Point-based annotation records
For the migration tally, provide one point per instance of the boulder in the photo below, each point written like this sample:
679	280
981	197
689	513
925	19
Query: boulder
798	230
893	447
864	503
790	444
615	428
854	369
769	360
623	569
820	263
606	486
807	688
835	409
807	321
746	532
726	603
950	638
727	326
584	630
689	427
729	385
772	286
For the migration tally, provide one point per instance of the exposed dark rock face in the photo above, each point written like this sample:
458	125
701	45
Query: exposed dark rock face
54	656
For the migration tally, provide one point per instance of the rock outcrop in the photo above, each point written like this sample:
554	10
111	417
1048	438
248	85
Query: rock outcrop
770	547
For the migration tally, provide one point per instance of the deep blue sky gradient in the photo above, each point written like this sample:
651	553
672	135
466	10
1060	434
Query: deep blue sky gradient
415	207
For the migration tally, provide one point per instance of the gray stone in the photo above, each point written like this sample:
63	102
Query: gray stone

**Instruction:** In all of the records above, swap "migration tally" for "survey count" and reproduce the lines with no other change.

**Exercise answer:**
For the survey count, provide one point per instance of the boulder in the photo below, each point written like this sample:
679	280
981	197
689	513
925	19
Query: boulder
798	230
893	447
864	503
790	444
615	428
854	369
769	360
623	569
820	263
606	486
807	688
835	409
807	321
746	532
726	603
950	638
727	326
584	630
689	427
729	385
772	286
For the survey count, provide one point per instance of the exposed dark rock face in the photo above, each point written like this sample:
458	125
701	45
Query: exposed dark rock face
54	656
For the survey count, provide one point per instance of the rock outcrop in the photo above, each point written like this sample:
554	10
111	417
1048	438
248	85
Query: rock outcrop
770	547
For the survey count, provide one point per instance of the deep blue sky gradient in the photo above, each point written like this sample:
651	553
672	135
466	10
1060	434
Query: deep blue sky gradient
415	207
For the survey count, provide one point per instance of the gray stone in the photo above, each point written like this sample:
63	102
Query: gray stone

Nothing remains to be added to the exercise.